== YOUR TASK ==
Render the stretch of the records from the line containing "trace --target drainpipe" through the line containing "[[[33,29],[34,29],[34,20],[32,20],[32,25],[33,25]]]" as a JSON list of strings, one string per line, leaving out blank lines.

--*--

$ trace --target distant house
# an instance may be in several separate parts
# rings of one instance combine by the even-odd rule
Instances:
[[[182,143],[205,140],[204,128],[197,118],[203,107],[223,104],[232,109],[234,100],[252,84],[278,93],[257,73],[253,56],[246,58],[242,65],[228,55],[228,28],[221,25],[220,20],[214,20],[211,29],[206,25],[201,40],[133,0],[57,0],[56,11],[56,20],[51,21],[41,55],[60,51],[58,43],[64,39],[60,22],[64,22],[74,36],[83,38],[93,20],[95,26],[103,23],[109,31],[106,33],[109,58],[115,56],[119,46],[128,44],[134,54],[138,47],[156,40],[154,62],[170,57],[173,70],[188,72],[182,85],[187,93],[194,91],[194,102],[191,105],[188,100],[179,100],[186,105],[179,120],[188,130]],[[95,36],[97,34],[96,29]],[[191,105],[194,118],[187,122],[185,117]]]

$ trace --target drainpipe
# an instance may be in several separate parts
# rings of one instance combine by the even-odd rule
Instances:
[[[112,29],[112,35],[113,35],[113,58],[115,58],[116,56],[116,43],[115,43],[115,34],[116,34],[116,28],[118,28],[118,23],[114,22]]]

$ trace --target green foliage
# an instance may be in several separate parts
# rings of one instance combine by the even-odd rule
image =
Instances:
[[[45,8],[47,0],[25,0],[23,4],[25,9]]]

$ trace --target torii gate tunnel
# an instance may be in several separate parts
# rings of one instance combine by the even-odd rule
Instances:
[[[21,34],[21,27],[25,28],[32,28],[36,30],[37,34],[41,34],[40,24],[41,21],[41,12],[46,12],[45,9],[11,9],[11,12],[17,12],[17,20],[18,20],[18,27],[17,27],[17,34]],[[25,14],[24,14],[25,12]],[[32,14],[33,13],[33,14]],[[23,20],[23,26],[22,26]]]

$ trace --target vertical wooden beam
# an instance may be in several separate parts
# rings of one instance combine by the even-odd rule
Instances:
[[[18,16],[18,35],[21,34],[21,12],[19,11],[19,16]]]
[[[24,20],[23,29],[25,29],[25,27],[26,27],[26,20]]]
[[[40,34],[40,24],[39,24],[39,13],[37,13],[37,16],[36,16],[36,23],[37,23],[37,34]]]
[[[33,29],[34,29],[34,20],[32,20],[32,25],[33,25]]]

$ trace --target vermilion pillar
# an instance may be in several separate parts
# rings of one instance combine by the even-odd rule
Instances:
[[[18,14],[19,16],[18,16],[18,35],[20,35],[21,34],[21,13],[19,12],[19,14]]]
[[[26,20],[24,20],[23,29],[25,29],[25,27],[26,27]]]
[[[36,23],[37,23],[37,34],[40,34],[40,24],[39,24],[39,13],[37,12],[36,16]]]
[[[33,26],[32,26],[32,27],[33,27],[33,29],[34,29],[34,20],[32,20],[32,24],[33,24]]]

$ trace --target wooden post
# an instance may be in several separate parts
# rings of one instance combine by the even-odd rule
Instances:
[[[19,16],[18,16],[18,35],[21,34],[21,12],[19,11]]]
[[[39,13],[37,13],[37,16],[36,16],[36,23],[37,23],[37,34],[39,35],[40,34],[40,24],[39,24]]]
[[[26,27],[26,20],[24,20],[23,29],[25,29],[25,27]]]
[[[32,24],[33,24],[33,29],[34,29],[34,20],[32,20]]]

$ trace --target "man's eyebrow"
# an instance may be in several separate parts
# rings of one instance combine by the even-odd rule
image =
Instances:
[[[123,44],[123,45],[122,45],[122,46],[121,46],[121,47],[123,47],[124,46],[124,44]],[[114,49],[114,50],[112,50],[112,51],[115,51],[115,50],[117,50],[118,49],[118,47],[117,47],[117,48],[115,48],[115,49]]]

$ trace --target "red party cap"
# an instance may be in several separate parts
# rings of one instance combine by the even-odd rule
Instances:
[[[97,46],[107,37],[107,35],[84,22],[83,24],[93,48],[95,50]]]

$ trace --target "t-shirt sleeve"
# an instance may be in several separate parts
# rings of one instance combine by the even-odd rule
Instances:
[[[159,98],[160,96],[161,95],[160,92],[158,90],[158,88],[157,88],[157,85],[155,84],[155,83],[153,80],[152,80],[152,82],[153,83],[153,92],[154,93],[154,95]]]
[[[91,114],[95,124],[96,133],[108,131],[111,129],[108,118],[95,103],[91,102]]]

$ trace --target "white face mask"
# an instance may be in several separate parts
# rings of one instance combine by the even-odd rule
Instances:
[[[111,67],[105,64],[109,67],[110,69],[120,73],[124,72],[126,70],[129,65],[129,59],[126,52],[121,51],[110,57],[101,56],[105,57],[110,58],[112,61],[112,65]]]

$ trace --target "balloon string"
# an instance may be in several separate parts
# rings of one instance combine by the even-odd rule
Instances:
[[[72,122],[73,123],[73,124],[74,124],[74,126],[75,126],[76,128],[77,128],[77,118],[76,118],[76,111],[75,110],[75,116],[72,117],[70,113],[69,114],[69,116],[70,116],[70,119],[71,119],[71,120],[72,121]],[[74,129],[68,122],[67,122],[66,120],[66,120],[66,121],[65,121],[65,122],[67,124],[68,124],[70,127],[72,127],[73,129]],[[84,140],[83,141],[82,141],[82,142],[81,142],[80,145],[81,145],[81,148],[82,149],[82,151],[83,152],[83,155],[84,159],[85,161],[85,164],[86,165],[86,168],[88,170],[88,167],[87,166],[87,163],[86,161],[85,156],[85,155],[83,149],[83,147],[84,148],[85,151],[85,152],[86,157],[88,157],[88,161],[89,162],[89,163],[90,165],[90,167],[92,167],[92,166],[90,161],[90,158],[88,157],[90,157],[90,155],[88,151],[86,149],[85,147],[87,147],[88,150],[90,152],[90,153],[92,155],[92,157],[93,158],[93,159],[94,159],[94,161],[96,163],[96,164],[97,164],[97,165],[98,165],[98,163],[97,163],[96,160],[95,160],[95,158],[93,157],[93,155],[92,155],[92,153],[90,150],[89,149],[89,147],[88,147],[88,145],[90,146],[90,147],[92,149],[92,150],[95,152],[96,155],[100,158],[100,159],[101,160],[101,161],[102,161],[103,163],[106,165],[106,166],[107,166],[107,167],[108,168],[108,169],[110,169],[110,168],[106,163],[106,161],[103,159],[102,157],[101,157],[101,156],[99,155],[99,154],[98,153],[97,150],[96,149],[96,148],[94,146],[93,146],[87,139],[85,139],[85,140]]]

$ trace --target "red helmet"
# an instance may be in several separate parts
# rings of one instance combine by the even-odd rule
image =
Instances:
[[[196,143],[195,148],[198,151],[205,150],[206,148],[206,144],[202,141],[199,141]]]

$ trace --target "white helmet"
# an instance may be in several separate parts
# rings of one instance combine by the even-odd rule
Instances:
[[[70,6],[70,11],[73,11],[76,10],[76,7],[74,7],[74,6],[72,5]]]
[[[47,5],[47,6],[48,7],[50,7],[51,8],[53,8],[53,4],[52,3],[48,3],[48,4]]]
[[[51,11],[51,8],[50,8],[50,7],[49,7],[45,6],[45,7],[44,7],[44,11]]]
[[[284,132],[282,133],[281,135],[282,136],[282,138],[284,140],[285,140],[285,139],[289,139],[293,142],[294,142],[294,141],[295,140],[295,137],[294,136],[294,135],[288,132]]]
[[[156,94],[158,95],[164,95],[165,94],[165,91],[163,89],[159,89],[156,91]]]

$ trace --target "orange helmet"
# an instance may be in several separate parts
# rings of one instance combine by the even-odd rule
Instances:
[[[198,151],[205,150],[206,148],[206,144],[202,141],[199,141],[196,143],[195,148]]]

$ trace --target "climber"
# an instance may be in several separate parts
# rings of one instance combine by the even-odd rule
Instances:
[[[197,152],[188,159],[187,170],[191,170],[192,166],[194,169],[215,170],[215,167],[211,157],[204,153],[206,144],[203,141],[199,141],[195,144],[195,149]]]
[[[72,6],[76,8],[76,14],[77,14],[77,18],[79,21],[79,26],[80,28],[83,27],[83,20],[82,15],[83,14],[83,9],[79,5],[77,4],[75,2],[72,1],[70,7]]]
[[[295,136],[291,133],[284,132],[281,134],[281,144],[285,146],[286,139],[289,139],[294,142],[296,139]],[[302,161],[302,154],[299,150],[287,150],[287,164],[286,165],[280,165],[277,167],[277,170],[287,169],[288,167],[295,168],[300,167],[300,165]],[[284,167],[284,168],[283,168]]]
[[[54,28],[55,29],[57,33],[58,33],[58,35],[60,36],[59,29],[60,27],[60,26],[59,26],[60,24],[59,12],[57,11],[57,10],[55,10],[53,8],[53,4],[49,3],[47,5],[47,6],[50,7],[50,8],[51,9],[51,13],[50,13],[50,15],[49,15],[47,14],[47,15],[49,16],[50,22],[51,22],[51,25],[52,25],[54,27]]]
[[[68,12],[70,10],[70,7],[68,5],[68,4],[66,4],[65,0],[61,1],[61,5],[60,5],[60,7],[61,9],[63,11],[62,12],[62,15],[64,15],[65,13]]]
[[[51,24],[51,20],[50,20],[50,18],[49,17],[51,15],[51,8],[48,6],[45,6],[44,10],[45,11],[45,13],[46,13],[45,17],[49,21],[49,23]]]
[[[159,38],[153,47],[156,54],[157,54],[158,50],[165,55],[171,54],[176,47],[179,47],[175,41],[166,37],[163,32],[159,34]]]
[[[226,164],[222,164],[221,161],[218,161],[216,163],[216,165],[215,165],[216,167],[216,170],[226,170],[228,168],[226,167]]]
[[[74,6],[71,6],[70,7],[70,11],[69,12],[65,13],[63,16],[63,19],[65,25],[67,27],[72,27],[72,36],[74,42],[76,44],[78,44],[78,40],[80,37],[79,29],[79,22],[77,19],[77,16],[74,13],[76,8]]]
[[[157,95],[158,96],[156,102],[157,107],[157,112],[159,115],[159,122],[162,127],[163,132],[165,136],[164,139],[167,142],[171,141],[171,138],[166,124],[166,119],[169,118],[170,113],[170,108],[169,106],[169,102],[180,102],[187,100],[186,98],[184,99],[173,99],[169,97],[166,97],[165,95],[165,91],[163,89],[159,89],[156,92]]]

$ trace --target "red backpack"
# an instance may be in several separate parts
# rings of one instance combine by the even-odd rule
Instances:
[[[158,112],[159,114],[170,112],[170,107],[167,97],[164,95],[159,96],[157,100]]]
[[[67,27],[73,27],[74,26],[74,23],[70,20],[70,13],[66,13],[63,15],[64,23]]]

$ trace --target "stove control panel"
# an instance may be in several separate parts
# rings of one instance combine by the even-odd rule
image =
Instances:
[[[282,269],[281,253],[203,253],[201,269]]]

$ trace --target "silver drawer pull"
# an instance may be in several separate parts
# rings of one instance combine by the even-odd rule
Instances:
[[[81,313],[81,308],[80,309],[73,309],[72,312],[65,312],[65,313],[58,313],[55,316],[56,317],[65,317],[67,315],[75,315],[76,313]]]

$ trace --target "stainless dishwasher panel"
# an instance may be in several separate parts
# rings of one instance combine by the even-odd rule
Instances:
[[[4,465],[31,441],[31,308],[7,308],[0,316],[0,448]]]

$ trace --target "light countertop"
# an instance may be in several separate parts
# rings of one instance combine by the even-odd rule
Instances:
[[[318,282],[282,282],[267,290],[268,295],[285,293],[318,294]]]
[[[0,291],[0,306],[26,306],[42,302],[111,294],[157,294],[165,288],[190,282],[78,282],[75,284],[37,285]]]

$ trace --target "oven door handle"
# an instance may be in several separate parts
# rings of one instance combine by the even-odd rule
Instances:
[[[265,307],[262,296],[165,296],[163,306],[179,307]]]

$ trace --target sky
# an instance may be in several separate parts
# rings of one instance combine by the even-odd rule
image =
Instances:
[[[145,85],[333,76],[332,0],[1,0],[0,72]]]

--*--

== RESPONSE ==
[
  "$ trace --target drainpipe",
  "# an instance may be in several separate parts",
  "# rings of one instance combine by the even-odd rule",
  "Instances:",
  "[[[112,29],[112,35],[113,35],[113,58],[115,58],[116,56],[116,43],[115,43],[115,34],[116,34],[116,28],[118,28],[118,23],[114,22]]]",
  "$ trace --target green foliage",
  "# an instance may be in several separate parts",
  "# rings of one instance combine by the even-odd rule",
  "image =",
  "Instances:",
  "[[[45,8],[47,0],[25,0],[23,4],[25,9]]]",
  "$ trace --target torii gate tunnel",
  "# an instance may be in several separate parts",
  "# rings of one instance combine by the even-odd rule",
  "Instances:",
  "[[[21,34],[21,27],[25,28],[32,28],[36,30],[37,34],[41,34],[40,24],[41,21],[41,12],[46,12],[45,9],[11,9],[11,12],[17,12],[17,20],[18,20],[18,27],[17,27],[17,34]],[[25,14],[24,14],[25,12]],[[32,14],[33,13],[33,14]],[[23,20],[23,26],[22,26]]]",
  "$ trace --target vertical wooden beam",
  "# an instance may be in several separate parts",
  "# rings of one instance combine by the even-odd rule",
  "Instances:",
  "[[[18,16],[18,35],[21,34],[21,12],[19,11],[19,16]]]",
  "[[[24,20],[23,29],[25,29],[25,27],[26,27],[26,20]]]",
  "[[[40,34],[40,24],[39,24],[39,13],[37,13],[37,16],[36,16],[36,23],[37,23],[37,34]]]",
  "[[[33,29],[34,29],[34,20],[32,20],[32,25],[33,25]]]"
]